Stored data -
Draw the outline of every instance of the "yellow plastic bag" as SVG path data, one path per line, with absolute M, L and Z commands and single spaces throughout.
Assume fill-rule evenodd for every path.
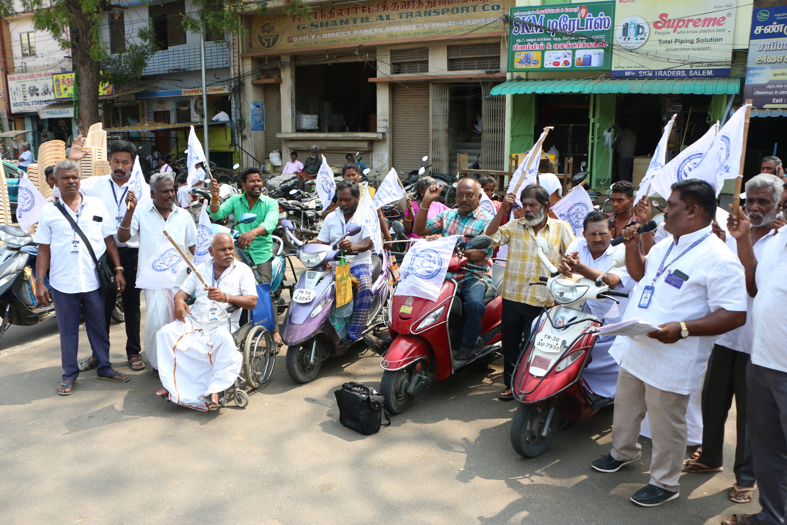
M 336 267 L 336 307 L 344 306 L 353 300 L 353 283 L 349 264 Z

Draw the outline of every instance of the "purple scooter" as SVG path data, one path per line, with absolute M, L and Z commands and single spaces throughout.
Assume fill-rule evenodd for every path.
M 307 268 L 292 290 L 292 303 L 282 325 L 282 340 L 289 346 L 287 373 L 296 383 L 309 383 L 317 376 L 326 358 L 341 356 L 350 346 L 342 343 L 331 323 L 336 275 L 334 270 L 328 268 L 328 263 L 338 264 L 342 257 L 357 255 L 358 252 L 337 250 L 338 242 L 332 246 L 306 244 L 292 234 L 295 228 L 291 222 L 283 220 L 282 226 L 290 240 L 298 248 L 297 258 Z M 350 224 L 347 227 L 346 236 L 355 235 L 359 231 L 360 226 Z M 387 326 L 383 309 L 390 294 L 390 272 L 388 252 L 382 250 L 382 256 L 372 253 L 371 290 L 375 298 L 364 334 Z

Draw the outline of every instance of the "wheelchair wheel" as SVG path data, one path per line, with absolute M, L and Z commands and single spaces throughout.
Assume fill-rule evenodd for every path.
M 249 388 L 268 383 L 276 363 L 273 335 L 261 324 L 249 331 L 243 342 L 243 375 Z
M 235 405 L 239 409 L 245 409 L 249 405 L 249 396 L 241 390 L 235 390 Z

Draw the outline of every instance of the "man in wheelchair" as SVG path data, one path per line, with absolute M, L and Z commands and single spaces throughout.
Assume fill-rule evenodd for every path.
M 231 331 L 238 330 L 239 309 L 253 309 L 257 298 L 253 273 L 235 260 L 227 234 L 213 235 L 209 251 L 213 260 L 189 274 L 175 296 L 176 320 L 156 335 L 164 386 L 156 395 L 203 412 L 218 405 L 219 394 L 240 373 L 243 357 L 227 324 Z M 187 300 L 193 294 L 197 298 L 190 309 Z

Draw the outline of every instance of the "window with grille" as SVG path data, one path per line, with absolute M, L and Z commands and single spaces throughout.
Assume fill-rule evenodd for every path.
M 500 69 L 500 43 L 448 46 L 449 71 Z
M 35 31 L 29 31 L 26 33 L 20 33 L 19 39 L 22 42 L 22 56 L 35 56 Z
M 126 50 L 126 13 L 116 9 L 109 13 L 109 53 Z
M 429 48 L 391 50 L 391 73 L 428 73 Z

The task - Scale everything from the start of the records down to the line containing "M 336 267 L", both ends included, by writing those lines out again with the requests unchanged and every coordinate in the answers multiplied by 1.85 and rounded to a whole number, halves up. Leave the pictures out of your answer.

Final answer -
Draw the outline of every instance of the "yellow plastic bag" as SVG path data, one path per line, with absolute M, L and Z commands and single spaces throughout.
Assume fill-rule evenodd for every path.
M 622 494 L 622 568 L 636 566 L 653 555 L 653 524 L 646 488 Z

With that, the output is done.